Index: gcc/omp-low.c
===================================================================
--- gcc/omp-low.c	(revision 229535)
+++ gcc/omp-low.c	(working copy)
@@ -19380,6 +19380,18 @@  default_goacc_validate_dims (tree ARG_UN
   return changed;
 }
 
+/* Default dimension bound is unknown on accelerator and 1 on host. */
+
+int
+default_goacc_dim_limit (int ARG_UNUSED (axis))
+{
+#ifdef ACCEL_COMPILER
+  return 0;
+#else
+  return 1;
+#endif
+}
+
 namespace {
 
 const pass_data pass_data_oacc_device_lower =
Index: gcc/tree-vrp.c
===================================================================
--- gcc/tree-vrp.c	(revision 229535)
+++ gcc/tree-vrp.c	(working copy)
@@ -58,8 +58,8 @@  along with GCC; see the file COPYING3.
 #include "tree-ssa-threadupdate.h"
 #include "tree-ssa-scopedtables.h"
 #include "tree-ssa-threadedge.h"
-
-
+#include "omp-low.h"
+#include "target.h"
 
 /* Range of values that can be associated with an SSA_NAME after VRP
    has executed.  */
@@ -3976,7 +3976,9 @@  extract_range_basic (value_range *vr, gi
   else if (is_gimple_call (stmt) && gimple_call_internal_p (stmt))
     {
       enum tree_code subcode = ERROR_MARK;
-      switch (gimple_call_internal_fn (stmt))
+      unsigned ifn_code = gimple_call_internal_fn (stmt);
+
+      switch (ifn_code)

RECORDED DATA:
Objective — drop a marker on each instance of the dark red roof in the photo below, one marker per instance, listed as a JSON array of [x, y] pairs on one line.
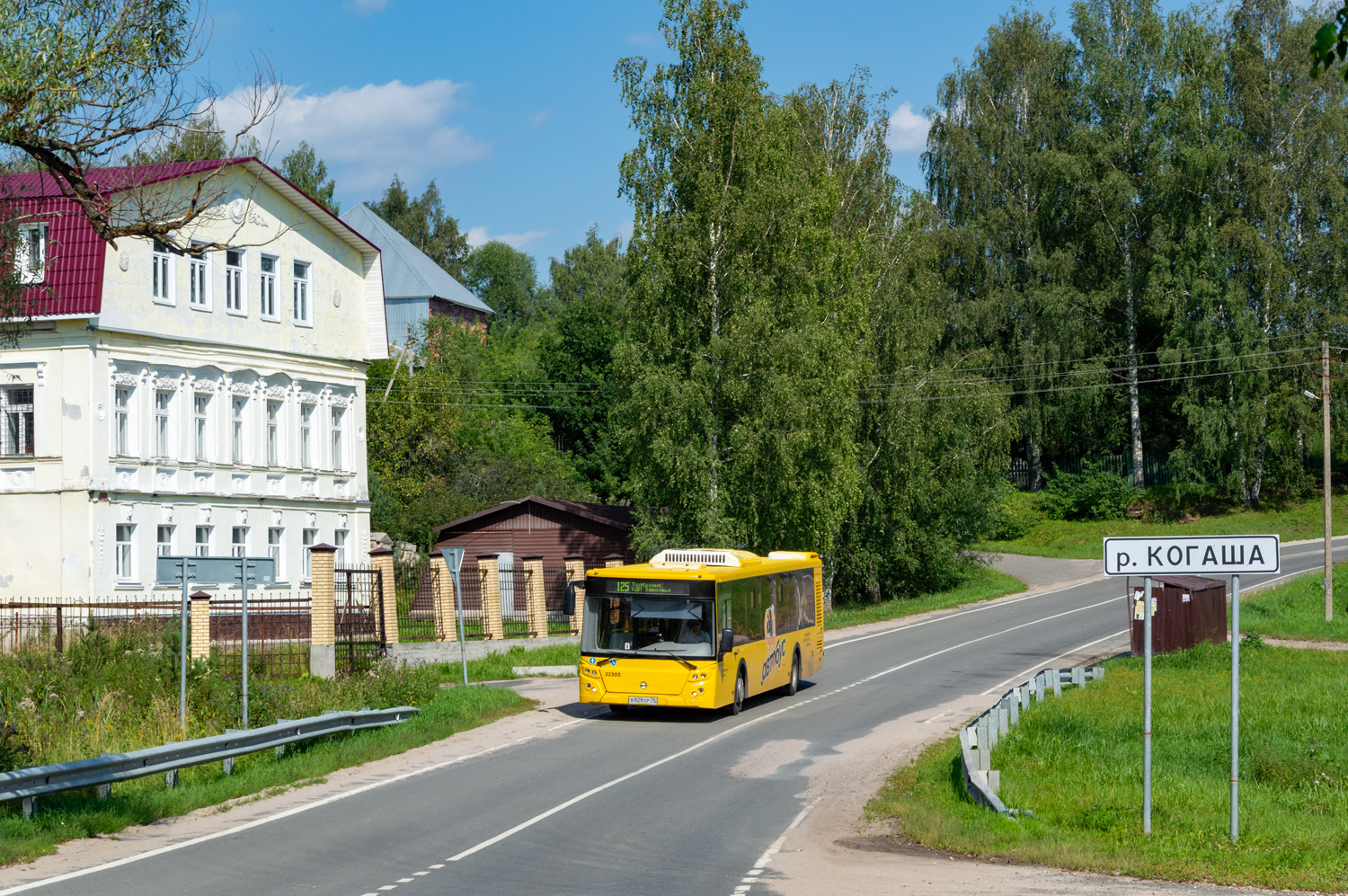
[[616, 515], [75, 255]]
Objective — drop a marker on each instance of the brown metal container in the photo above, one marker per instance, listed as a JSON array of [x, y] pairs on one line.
[[1189, 609]]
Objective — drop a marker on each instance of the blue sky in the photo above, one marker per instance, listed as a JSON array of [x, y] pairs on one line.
[[512, 107]]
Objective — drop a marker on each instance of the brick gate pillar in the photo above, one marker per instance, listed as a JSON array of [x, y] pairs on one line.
[[447, 623], [200, 626], [382, 559], [534, 594], [576, 575], [492, 626], [323, 613]]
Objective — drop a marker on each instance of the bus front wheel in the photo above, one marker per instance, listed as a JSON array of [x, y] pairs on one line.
[[741, 690]]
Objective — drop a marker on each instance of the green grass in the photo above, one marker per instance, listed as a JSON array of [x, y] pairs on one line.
[[499, 666], [78, 814], [1078, 764], [1084, 539], [1296, 609], [983, 583]]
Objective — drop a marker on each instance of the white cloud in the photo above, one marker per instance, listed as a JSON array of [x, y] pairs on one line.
[[368, 134], [477, 236], [908, 129]]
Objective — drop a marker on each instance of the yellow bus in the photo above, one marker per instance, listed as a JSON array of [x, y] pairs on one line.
[[701, 628]]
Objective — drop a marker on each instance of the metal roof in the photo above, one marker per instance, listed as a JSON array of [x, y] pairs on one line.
[[73, 278], [409, 272]]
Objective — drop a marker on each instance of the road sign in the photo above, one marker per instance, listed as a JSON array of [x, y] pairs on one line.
[[213, 570], [1192, 555]]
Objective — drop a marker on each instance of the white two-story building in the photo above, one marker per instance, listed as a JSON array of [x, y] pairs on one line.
[[170, 404]]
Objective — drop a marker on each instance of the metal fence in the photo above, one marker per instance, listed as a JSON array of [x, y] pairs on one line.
[[278, 634], [554, 591], [1156, 469], [415, 583], [359, 620]]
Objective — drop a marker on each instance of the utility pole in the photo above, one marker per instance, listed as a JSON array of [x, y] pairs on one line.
[[1329, 566]]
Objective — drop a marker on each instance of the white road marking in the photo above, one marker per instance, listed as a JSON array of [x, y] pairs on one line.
[[951, 616], [1019, 677]]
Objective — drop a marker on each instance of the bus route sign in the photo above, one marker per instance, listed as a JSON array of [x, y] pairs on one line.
[[1192, 555]]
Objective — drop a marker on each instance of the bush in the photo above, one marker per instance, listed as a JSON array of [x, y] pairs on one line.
[[1091, 494]]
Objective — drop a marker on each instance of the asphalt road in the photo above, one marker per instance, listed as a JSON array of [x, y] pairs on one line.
[[642, 802]]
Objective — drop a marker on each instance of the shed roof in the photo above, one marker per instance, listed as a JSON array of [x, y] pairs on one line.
[[615, 515], [409, 272]]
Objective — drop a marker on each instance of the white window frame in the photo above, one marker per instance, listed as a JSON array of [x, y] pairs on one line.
[[124, 422], [272, 445], [161, 274], [164, 434], [30, 255], [199, 283], [306, 436], [302, 291], [18, 421], [277, 548], [267, 288], [236, 283], [124, 553], [239, 429], [307, 537], [199, 547], [201, 428]]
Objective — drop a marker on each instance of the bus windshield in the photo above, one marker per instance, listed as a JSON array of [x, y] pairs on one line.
[[647, 625]]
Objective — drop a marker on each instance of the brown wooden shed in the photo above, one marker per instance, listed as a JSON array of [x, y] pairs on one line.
[[544, 526]]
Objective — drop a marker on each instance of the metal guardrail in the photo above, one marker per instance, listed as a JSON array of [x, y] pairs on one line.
[[110, 768], [980, 736]]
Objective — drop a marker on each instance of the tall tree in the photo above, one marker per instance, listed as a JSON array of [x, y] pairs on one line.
[[741, 355], [507, 280], [309, 173], [425, 224]]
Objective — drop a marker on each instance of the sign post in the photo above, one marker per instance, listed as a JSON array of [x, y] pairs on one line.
[[212, 570], [453, 562], [1193, 555]]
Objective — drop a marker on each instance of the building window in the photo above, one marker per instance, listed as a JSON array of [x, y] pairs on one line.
[[235, 282], [31, 253], [161, 274], [16, 409], [164, 429], [267, 294], [121, 420], [307, 539], [302, 309], [339, 417], [237, 409], [121, 556], [199, 286], [200, 417], [306, 436], [272, 433], [275, 537], [164, 540]]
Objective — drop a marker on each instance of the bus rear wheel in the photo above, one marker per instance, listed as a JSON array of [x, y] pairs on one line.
[[794, 685], [741, 690]]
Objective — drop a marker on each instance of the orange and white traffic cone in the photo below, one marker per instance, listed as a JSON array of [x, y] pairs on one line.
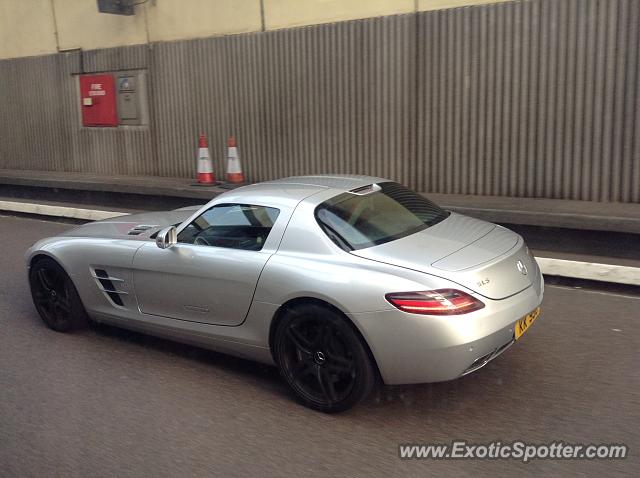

EXERCISE:
Reproduce the stretch of the GCC patch above from "const pass_data pass_data_oacc_device_lower" through "the file COPYING3.", character for character.

CORRECT RESULT:
const pass_data pass_data_oacc_device_lower =
Index: gcc/tree-vrp.c
===================================================================
--- gcc/tree-vrp.c	(revision 229535)
+++ gcc/tree-vrp.c	(working copy)
@@ -58,8 +58,8 @@  along with GCC; see the file COPYING3.